-- START PROVIDED DATA --
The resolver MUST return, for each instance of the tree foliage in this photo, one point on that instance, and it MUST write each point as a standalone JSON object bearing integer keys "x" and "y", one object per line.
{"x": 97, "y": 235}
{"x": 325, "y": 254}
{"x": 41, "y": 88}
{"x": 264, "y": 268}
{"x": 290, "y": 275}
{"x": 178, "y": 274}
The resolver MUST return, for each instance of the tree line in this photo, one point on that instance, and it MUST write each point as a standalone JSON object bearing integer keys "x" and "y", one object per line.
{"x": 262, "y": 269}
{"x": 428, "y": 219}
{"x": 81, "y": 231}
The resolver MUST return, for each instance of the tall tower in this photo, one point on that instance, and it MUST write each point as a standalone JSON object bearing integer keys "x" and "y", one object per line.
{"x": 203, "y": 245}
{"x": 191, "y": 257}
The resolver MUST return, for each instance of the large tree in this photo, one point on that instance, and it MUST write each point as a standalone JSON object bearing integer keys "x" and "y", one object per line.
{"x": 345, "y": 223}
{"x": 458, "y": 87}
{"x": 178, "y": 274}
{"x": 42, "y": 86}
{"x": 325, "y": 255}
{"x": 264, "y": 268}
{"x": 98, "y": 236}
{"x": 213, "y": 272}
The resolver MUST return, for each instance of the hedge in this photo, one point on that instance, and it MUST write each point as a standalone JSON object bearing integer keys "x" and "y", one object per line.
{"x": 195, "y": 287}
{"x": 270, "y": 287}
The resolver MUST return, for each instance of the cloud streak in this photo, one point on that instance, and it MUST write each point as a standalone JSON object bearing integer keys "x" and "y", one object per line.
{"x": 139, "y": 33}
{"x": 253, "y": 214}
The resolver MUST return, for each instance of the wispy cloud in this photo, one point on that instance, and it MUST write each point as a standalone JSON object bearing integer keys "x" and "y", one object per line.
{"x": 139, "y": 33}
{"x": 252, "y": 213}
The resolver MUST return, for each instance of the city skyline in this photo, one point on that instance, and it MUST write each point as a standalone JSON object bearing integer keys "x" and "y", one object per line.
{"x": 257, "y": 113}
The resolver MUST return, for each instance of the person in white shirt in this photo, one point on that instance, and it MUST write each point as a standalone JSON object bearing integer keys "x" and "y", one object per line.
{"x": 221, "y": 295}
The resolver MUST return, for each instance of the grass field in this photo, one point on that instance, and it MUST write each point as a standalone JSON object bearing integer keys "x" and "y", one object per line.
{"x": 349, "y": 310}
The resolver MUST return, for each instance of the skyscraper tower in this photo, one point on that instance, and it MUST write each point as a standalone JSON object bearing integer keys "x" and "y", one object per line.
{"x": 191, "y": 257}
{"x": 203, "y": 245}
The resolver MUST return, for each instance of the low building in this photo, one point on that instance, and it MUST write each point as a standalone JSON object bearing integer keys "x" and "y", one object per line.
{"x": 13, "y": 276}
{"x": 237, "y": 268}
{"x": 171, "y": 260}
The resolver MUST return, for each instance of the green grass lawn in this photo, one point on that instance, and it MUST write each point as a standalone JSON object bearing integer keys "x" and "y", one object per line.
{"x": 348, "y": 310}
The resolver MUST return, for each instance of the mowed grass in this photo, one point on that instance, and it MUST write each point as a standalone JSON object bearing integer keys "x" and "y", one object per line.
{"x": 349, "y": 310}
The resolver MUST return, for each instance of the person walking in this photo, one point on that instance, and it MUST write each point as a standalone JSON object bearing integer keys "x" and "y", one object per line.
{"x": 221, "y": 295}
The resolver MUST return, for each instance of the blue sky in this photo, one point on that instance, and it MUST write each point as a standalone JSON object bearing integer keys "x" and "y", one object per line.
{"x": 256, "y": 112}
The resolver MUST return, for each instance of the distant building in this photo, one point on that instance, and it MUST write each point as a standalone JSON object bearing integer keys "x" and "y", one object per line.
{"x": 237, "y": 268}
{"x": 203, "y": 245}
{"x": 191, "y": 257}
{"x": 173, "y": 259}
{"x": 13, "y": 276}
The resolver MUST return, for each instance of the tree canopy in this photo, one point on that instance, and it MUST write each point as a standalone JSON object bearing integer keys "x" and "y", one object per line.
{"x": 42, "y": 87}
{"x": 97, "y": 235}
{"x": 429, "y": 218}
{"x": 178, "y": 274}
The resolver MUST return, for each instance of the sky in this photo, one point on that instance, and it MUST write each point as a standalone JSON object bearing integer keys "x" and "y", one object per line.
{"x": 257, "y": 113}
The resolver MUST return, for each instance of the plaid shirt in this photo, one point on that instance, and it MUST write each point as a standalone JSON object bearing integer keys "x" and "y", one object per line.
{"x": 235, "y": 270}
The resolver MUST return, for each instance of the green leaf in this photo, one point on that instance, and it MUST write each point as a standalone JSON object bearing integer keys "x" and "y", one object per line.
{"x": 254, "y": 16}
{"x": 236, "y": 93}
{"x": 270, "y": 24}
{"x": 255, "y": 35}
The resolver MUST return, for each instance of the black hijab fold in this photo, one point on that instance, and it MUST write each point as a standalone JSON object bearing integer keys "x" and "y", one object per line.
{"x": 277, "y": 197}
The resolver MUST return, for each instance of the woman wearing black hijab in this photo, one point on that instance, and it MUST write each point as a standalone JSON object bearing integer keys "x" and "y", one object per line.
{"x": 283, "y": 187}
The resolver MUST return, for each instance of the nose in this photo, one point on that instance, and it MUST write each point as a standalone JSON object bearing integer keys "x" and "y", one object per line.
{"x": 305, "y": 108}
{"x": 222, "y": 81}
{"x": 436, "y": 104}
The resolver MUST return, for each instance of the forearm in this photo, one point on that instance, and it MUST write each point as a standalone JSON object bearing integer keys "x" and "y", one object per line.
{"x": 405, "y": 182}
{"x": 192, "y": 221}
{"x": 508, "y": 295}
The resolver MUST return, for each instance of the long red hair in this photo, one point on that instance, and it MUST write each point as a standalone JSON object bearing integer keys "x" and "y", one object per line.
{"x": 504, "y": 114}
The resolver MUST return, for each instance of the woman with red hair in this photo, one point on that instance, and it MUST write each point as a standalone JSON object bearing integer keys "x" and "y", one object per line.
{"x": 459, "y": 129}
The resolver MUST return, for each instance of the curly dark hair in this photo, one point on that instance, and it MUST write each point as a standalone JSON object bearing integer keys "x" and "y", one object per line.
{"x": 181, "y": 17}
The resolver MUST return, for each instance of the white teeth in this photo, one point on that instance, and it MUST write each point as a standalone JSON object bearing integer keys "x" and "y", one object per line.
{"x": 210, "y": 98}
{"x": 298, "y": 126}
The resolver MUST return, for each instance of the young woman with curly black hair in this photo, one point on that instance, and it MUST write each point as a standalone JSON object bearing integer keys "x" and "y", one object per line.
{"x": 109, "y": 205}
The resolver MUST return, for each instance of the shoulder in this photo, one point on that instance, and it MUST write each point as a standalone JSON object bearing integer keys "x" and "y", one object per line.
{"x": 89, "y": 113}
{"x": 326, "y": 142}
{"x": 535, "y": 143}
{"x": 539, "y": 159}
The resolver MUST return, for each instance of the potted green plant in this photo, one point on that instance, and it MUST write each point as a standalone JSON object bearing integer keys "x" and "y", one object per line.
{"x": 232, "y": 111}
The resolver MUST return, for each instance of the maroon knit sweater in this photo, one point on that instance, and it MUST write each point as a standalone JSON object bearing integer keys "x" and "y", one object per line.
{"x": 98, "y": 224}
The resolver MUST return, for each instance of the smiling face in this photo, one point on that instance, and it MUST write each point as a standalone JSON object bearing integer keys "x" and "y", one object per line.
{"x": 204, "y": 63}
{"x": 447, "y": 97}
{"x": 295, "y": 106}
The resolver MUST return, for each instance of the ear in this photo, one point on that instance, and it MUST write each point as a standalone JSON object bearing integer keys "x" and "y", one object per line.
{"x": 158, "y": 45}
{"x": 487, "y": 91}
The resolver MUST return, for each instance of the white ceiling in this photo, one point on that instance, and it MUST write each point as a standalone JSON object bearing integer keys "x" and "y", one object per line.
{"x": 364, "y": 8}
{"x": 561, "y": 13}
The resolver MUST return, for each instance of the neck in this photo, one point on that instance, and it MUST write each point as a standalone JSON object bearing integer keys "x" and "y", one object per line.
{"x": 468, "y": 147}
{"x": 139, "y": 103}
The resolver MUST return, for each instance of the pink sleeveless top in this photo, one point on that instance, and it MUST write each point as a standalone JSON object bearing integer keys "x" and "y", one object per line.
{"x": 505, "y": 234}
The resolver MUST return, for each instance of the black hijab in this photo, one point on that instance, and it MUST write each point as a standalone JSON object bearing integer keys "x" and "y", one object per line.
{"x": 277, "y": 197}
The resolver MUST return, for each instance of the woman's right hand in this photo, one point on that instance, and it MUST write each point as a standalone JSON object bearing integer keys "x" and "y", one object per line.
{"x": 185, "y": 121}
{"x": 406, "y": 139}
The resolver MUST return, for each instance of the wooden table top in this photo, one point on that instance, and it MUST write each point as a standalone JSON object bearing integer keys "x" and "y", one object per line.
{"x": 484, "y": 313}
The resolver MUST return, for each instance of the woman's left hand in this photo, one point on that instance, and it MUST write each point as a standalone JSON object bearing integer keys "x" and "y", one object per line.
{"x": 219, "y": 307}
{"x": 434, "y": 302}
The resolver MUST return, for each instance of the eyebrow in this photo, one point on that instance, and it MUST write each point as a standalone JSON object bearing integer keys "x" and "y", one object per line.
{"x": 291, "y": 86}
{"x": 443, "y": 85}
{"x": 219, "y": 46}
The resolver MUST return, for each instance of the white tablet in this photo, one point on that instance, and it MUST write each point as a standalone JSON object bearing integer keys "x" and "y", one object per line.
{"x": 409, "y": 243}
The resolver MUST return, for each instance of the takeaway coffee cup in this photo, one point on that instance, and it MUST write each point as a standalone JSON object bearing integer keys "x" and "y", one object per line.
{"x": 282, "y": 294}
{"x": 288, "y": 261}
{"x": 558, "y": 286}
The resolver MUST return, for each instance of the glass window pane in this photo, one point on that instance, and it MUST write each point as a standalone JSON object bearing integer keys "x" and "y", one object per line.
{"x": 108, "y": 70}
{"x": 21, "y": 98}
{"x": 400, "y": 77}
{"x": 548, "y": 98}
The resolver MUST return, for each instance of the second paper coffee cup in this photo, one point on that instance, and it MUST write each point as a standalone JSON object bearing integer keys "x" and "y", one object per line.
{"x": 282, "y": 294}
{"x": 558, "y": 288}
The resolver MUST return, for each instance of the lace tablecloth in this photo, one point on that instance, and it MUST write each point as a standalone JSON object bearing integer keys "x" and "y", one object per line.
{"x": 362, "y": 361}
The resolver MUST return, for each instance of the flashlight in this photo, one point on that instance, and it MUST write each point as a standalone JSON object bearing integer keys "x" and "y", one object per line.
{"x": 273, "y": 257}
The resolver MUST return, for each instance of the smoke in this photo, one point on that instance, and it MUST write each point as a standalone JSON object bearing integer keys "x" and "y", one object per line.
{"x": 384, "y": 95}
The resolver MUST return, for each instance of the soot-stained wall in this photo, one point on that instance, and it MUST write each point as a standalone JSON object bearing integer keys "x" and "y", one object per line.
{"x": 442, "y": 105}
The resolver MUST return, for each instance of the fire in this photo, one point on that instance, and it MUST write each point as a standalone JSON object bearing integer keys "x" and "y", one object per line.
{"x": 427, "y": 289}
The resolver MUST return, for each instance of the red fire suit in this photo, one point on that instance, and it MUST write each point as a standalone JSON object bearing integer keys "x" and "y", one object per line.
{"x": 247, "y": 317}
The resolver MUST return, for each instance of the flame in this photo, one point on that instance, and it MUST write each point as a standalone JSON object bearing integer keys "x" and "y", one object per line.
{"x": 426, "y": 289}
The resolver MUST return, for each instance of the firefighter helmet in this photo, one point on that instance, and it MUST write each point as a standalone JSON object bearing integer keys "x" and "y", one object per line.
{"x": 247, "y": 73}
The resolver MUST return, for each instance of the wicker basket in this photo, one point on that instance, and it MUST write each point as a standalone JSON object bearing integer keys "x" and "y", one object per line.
-- END PROVIDED DATA --
- **PROBLEM TO WORK ON**
Only the lines from the one holding "The resolver MUST return, for each instance of the red" through the end of the listing should be given again, exactly and with both ends included.

- **THE ANSWER**
The resolver MUST return, for each instance of the red fire suit in this photo, one point on that instance, and it MUST write each point as a standalone JSON object bearing integer keys "x" and "y", one object per line.
{"x": 247, "y": 317}
The resolver MUST return, for each instance of the flame in this photo, one point on that instance, and it MUST write each point as a standalone JSON object bearing integer keys "x" and "y", one object per line.
{"x": 426, "y": 289}
The resolver MUST return, for each instance of the firefighter helmet in this photo, one point on that instance, and it MUST write each point as a standalone JSON object bearing integer keys "x" and "y", one object per line.
{"x": 247, "y": 73}
The resolver MUST return, for each instance of the wicker basket in this photo, one point on that instance, and it MUST write each point as a standalone JSON object bearing integer keys "x" and "y", one object per line.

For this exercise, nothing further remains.